[Problem 1]
Please decide whether each statement, (a) through (c), agrees with the PAD exercise abstract. Answer yes or no for each and quote the deciding words from the abstract.
(a) Twelve claudicating patients received six months of supervised exercise therapy.
(b) The biopsy was taken from the patients' less affected calf muscle.
(c) Walking capacity was measured only on a treadmill.
[Problem 2]
Pick up the PAD exercise abstract after its final sentence and write what comes next.

Open AccessPublished:June 10, 2022DOI:https://doi.org/10.1016/j.jvssci.2022.05.007

      Objective

      To evaluate baseline oxidative stress in the microvessels of patients with peripheral arterial disease (PAD) (1) in association with heme oxygenase-1 (HO-1), a critical cytoprotective molecule for oxidative stress (2) as a predictor of the functional and pathophysiologic changes that occur in response to 6 months of supervised exercise therapy (SET). We hypothesized that accumulated oxidative stress in the microvessels of PAD at baseline would predict changes in walking performance, myofiber pathology, and limb function at the end of a 6-month program of SET.

      Methods

      Twelve claudicating patients received six months of SET per the American College of Cardiology/American Heart Association guidelines. Before and after SET, patients were evaluated for leg biomechanics, overground walking capacity (6-minute walking distance [SMWD]), and maximum walking time on a treadmill. Subsequently, their more affected calf muscle was biopsied for quantification of HO-1 and oxidative stress (carbonyl content) in both myofibers and microvessels. We evaluated the association between HO-1 expression and carbonyl content with correlation and multiple regression.

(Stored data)
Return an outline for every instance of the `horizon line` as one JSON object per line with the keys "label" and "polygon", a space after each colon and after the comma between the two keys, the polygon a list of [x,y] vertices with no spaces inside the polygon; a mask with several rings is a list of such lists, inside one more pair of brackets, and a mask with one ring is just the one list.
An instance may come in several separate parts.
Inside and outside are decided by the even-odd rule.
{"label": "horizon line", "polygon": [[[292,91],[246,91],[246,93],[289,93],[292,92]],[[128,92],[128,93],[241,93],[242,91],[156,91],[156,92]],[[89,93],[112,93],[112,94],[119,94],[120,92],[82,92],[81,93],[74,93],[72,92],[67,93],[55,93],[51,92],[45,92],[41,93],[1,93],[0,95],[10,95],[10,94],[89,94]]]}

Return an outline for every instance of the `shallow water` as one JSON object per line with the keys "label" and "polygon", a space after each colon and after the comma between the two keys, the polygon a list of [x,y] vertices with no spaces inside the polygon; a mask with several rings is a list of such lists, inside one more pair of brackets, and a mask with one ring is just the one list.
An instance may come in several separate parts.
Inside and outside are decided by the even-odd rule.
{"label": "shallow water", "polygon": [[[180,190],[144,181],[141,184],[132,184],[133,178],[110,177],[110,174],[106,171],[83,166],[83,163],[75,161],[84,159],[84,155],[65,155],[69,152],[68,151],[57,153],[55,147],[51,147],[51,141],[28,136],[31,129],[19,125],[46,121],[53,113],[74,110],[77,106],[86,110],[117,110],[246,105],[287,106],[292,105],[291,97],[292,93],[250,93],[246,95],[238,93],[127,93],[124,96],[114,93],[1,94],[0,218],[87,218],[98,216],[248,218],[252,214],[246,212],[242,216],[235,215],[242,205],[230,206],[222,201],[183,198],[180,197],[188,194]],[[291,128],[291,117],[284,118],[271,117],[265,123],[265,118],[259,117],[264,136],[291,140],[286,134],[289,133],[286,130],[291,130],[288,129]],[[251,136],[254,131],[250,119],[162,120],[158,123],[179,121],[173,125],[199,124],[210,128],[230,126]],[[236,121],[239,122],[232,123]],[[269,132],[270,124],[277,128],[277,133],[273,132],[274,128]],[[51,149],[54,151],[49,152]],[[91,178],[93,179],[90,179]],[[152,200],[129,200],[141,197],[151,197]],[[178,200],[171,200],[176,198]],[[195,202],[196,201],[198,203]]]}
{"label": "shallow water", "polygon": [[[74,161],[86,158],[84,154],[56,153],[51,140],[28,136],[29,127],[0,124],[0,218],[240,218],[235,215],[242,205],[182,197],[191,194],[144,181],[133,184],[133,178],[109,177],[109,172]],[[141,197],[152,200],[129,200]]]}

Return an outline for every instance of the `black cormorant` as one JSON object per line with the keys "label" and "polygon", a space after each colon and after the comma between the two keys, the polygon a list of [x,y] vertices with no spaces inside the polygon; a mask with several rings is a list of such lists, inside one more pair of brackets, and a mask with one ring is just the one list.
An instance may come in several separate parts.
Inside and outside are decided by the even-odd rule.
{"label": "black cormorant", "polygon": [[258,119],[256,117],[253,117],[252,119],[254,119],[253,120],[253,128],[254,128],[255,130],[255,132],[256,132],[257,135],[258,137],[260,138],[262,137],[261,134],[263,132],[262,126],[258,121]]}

[Written answer 1]
(a) Yes: "Twelve claudicating patients received six months of SET per the American College of Cardiology/American Heart Association guidelines."
(b) No: "their more affected calf muscle was biopsied"
(c) No: "overground walking capacity (6-minute walking distance [SMWD]), and maximum walking time on a treadmill"

[Written answer 2]
      Results

      HO-1 expression and Carbonyl content were strongly associated in the microvessels (n = 1400; r = 0.98; P < .001). Increasing the carbonyl content in the microvessels of each patient was associated with increasing HO-1 expression. In a subset of patients, HO-1 expression increased more slowly with increasing carbonyl content. Pre-SET oxidative stress in microvessels was a significant predictor of SET mediated change in SMWD (r = –0.75; P = .012) and plantarflexion torque (r = 0.8571; P = .0065).

      Conclusions

      Carbonyl content (oxidative stress) in microvessels of each patient was positively associated with HO-1 expression. However, in a subset of patients, HO-1 expression increased more slowly with increasing carbonyl content. Baseline oxidative stress in the microvessels, which may be a function of the quality of HO-1 expression, was a significant predictor of SET-mediated change in the SMWD and plantarflexion torque. The data suggest that microvessel oxidative damage may contribute uniquely to calf muscle pathology and leg dysfunction in patients with PAD.